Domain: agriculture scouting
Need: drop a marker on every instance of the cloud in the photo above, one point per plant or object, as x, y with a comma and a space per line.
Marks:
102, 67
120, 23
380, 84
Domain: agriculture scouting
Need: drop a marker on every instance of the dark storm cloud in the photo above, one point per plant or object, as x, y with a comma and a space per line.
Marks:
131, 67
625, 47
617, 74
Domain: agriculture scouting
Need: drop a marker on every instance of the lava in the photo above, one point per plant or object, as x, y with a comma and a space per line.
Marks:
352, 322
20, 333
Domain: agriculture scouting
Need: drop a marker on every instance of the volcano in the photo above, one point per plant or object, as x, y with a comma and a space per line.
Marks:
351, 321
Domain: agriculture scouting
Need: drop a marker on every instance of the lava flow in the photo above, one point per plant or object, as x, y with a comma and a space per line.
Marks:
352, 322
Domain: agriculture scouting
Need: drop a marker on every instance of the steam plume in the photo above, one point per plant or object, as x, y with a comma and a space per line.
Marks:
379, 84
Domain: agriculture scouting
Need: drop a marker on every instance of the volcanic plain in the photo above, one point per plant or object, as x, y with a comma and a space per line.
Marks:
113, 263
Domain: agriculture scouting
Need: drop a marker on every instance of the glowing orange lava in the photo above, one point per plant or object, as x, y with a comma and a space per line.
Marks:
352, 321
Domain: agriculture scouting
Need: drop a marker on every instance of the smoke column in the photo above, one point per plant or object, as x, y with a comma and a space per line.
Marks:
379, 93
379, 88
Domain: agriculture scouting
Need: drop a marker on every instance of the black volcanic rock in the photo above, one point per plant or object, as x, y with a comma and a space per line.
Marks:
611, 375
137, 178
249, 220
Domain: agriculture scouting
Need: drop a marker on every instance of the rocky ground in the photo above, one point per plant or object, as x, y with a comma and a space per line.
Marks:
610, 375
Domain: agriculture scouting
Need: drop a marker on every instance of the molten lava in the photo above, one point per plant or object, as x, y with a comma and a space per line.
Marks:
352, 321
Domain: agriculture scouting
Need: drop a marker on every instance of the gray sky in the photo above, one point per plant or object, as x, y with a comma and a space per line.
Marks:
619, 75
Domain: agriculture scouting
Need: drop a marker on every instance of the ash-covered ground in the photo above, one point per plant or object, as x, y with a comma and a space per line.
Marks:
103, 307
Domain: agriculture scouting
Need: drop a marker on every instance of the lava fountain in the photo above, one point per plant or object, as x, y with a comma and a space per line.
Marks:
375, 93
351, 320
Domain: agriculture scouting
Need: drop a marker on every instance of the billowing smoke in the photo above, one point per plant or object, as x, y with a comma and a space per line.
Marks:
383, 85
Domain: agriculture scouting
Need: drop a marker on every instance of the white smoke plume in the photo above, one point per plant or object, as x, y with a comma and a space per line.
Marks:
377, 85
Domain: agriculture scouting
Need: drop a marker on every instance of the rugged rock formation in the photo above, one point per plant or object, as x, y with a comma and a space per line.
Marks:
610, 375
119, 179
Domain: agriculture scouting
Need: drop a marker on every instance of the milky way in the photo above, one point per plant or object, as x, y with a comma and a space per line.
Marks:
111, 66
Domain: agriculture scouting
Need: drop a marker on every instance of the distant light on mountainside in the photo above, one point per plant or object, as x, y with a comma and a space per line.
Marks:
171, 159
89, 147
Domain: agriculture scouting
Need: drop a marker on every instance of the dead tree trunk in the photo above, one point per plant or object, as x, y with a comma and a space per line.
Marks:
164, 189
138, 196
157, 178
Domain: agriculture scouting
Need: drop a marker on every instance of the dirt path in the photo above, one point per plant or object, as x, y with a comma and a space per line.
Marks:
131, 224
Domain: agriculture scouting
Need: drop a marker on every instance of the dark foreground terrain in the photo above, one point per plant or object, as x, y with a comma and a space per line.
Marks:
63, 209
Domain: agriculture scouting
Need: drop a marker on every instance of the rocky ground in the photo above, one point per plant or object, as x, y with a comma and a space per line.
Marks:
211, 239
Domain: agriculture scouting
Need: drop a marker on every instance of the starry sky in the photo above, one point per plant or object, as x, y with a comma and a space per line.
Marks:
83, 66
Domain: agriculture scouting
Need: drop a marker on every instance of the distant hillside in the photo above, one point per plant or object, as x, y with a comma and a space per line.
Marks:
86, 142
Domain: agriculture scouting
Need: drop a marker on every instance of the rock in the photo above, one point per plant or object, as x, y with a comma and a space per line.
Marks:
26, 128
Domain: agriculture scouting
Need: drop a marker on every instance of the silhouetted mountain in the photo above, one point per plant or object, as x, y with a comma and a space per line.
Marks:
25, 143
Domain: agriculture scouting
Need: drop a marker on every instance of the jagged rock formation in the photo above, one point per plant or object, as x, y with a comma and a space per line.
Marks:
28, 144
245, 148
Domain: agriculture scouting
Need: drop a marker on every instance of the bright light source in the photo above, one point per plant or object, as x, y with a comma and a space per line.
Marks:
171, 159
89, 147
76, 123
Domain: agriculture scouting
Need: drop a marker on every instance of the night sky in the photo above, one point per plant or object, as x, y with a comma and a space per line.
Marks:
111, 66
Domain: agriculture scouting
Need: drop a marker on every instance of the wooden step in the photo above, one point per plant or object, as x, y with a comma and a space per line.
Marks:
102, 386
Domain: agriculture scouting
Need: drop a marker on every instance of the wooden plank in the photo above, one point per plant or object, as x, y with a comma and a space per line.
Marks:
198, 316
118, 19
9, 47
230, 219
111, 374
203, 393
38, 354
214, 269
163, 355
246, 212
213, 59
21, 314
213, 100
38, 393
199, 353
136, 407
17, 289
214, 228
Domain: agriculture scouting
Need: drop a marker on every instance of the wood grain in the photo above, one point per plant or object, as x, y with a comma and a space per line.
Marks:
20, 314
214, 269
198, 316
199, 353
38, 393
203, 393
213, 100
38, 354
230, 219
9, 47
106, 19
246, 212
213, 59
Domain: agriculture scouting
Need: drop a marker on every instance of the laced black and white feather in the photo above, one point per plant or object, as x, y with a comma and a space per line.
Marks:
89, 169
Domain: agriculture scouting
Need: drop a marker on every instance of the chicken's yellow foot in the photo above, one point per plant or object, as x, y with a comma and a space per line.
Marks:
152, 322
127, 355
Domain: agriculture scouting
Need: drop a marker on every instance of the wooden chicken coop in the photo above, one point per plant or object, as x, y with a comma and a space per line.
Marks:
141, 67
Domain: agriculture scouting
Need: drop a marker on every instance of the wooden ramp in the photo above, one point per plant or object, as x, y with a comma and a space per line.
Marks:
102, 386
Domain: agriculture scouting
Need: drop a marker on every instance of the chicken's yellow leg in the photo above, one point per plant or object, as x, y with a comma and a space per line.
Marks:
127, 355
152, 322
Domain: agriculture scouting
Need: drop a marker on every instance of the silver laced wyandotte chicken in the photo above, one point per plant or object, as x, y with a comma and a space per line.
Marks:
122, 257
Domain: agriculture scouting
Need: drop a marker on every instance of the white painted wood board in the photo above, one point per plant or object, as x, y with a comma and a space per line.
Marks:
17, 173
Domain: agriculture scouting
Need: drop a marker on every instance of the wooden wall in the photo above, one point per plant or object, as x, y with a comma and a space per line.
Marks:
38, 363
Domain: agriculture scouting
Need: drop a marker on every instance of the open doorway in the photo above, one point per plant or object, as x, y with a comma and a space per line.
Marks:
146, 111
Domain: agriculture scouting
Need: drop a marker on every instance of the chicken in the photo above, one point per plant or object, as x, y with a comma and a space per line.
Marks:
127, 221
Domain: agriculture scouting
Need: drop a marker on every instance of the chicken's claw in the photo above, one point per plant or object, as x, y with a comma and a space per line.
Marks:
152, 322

> **What is expected**: Type out the material again exactly as presented.

> **Final answer**:
Domain: agriculture scouting
Need: drop a marker on every instance of the cloud in the photo above, one point per plant or object, as x, y with a comma and a space per line.
Marks:
102, 67
120, 23
380, 84
Domain: agriculture scouting
Need: drop a marker on every instance of the dark storm cloud in the photo above, one point per plant or object, as x, y with a comma and a space per line.
Marks:
131, 67
625, 47
617, 74
Domain: agriculture scouting
Need: drop a marker on every instance of the lava in the photo above, one point per plant or object, as x, y with a comma and a space per line.
Marks:
352, 322
20, 333
Domain: agriculture scouting
Need: drop a marker on every instance of the volcano in the photo above, one point per plant or object, as x, y with a comma and a space per line.
Marks:
351, 321
Domain: agriculture scouting
Need: drop a marker on every instance of the lava flow in the photo above, one point per plant or object, as x, y with a comma and a space per line.
Marks:
352, 322
Domain: agriculture scouting
Need: drop a marker on every instance of the steam plume in the photo above, one point per plant or object, as x, y with a comma and a space per line.
Marks:
379, 84
Domain: agriculture scouting
Need: drop a marker on every instance of the volcanic plain in the photo above, one point per plant or object, as x, y with a comma and a space per line.
Marks:
113, 263
Domain: agriculture scouting
Need: drop a marker on every instance of the glowing orange lava in the photo above, one point per plant or object, as x, y with a comma and a space per line.
Marks:
352, 321
Domain: agriculture scouting
Need: drop a marker on every instance of the smoke column in the photo above, one point per plant or object, as x, y with a comma and a space per line.
Marks:
379, 93
379, 88
Domain: agriculture scouting
Need: drop a marker on every instance of the black volcanic rock in the photo above, one point per plant or object, as x, y with a comma and a space per line.
Marks:
611, 375
137, 178
249, 220
Domain: agriculture scouting
Need: drop a marker on every instance of the rocky ground in the photo above, one point per plant or object, as x, y with a comma and a space per line.
Marks:
610, 375
Domain: agriculture scouting
Need: drop a marker on every instance of the molten lava in the photo above, one point per plant or object, as x, y with a comma and a space per line.
Marks:
352, 321
Domain: agriculture scouting
Need: drop a marker on every instance of the gray sky in the photo above, one point per plant or object, as x, y with a comma and a space per line.
Marks:
619, 75
Domain: agriculture scouting
Need: drop a marker on every instance of the ash-covered ground in the photo above, one point per plant or object, as x, y with a comma and a space per line.
Marks:
103, 307
Domain: agriculture scouting
Need: drop a marker on every instance of the lava fountain in the photo above, one point per plant or object, as x, y with a comma and a space per line.
Marks:
375, 93
351, 320
Domain: agriculture scouting
Need: drop a marker on every instance of the billowing smoke in the photo above, one point per plant or object, as x, y with a comma and a space per line.
Marks:
383, 85
Domain: agriculture scouting
Need: drop a marker on every instance of the white smoke plume in the photo above, one point per plant or object, as x, y with a comma and a space per line.
Marks:
377, 85
Domain: agriculture scouting
Need: drop a marker on every instance of the rugged rock formation in the photo above, one point per plant or object, as x, y with a comma and a space per line.
Marks:
610, 375
119, 179
Domain: agriculture scouting
Need: drop a marker on every instance of the milky way in the photo above, one point per plant or object, as x, y with a comma and a space per line.
Marks:
111, 66
Domain: agriculture scouting
Need: drop a marker on every instance of the distant light on mountainside in the photo above, one point per plant or object, as x, y with a comma and a space per line.
Marks:
171, 159
89, 147
Domain: agriculture scouting
Need: drop a marker on every instance of the dead tree trunk in the photo above, one point per plant or object, as x, y with a comma and a space per line.
Marks:
164, 189
138, 196
157, 178
Domain: agriculture scouting
Need: drop a marker on every instance of the dirt path in the photo above, one point per plant or object, as x, y with a comma and a space per line.
Marks:
131, 224
Domain: agriculture scouting
Need: drop a marker on every instance of the dark foreground terrain in the photo above, one point per plant or object, as x, y with a comma and a space per line.
Marks:
63, 209
Domain: agriculture scouting
Need: drop a marker on every instance of the rocky ground in the photo above, one point per plant or object, as x, y with a comma and a space per line.
Marks:
211, 239
Domain: agriculture scouting
Need: drop a marker on every instance of the starry sky in the photo above, one point per plant or object, as x, y with a comma and a space per line.
Marks:
83, 66
Domain: agriculture scouting
Need: drop a marker on every instance of the distant hillside in the photo above, one point per plant or object, as x, y with a comma and a space per line.
Marks:
86, 142
Domain: agriculture scouting
Need: drop a marker on every instance of the rock in the photo above, one point per plant or object, as x, y with a comma and a space per line.
Marks:
26, 128
Domain: agriculture scouting
Need: drop a marker on every instance of the silhouetted mountain in the photo above, one point per plant or object, as x, y with a comma and a space per line.
Marks:
25, 143
Domain: agriculture scouting
Need: drop a marker on every instance of the jagged rock formation in the photo above, one point per plant or object, as x, y with a comma and a space per line.
Marks:
28, 144
245, 148
Domain: agriculture scouting
Need: drop a marker on every instance of the bright light source in the photo above, one point per plant or object, as x, y with a comma and a space per line.
Marks:
171, 159
89, 147
76, 123
Domain: agriculture scouting
Need: drop a marker on every instance of the night sky in the photo above, one point per plant or object, as x, y with a comma and a space per line.
Marks:
111, 66
Domain: agriculture scouting
Need: drop a marker on every instance of the wooden step in the photo above, one point per plant or object, as x, y with a comma and a space per line.
Marks:
102, 386
Domain: agriculture scouting
Need: drop a marker on every instance of the wooden plank in the photo above, one point per plant or object, as x, y with a comma and a space per line.
Marks:
198, 316
118, 19
9, 47
230, 219
111, 374
203, 393
38, 354
214, 269
163, 355
246, 212
213, 59
21, 314
213, 100
38, 393
199, 353
136, 407
17, 289
214, 228
Domain: agriculture scouting
Need: drop a marker on every instance of the wood grain in the photo above, one point per plant or object, as x, y with a comma and a space per line.
Marks:
20, 314
214, 269
198, 316
199, 353
38, 393
203, 393
213, 100
38, 354
230, 219
9, 47
106, 19
246, 212
213, 59
Domain: agriculture scouting
Need: drop a marker on every instance of the laced black and white feather in the photo above, one point per plant or object, as x, y with a comma and a space per line.
Marks:
89, 169
Domain: agriculture scouting
Need: drop a marker on every instance of the chicken's yellow foot in the photo above, one point per plant or object, as x, y with a comma and a space per line.
Marks:
152, 322
127, 355
Domain: agriculture scouting
Need: drop a marker on every instance of the wooden chicken coop in the photo above, one point per plant or object, as x, y with a comma and a space per line.
Marks:
141, 67
Domain: agriculture scouting
Need: drop a marker on every instance of the wooden ramp in the photo above, one point per plant or object, as x, y with a comma and a space per line.
Marks:
102, 386
Domain: agriculture scouting
Need: drop a marker on every instance of the chicken's yellow leg in the photo above, one point per plant or object, as x, y with a comma and a space per line.
Marks:
127, 355
152, 322
Domain: agriculture scouting
Need: drop a marker on every instance of the silver laced wyandotte chicken in the photo above, one point per plant or object, as x, y with a comma and a space per line.
Marks:
122, 257
Domain: agriculture scouting
Need: drop a marker on every instance of the white painted wood board in the photo above, one point per plant or object, as x, y with a comma and a space per line.
Marks:
17, 173
Domain: agriculture scouting
Need: drop a marker on every instance of the wooden wall in the photo above, one point per plant or object, as x, y with a comma and a space per line.
Marks:
38, 363
Domain: agriculture scouting
Need: drop a marker on every instance of the open doorway in the photo above, one point per plant or object, as x, y with a comma and a space per line.
Marks:
146, 111
Domain: agriculture scouting
Need: drop a marker on every instance of the chicken in the photo above, one point per plant or object, as x, y with a comma and a space per line.
Marks:
127, 221
Domain: agriculture scouting
Need: drop a marker on every instance of the chicken's claw in the photo above, one point per plant or object, as x, y with a comma and a space per line.
Marks:
152, 322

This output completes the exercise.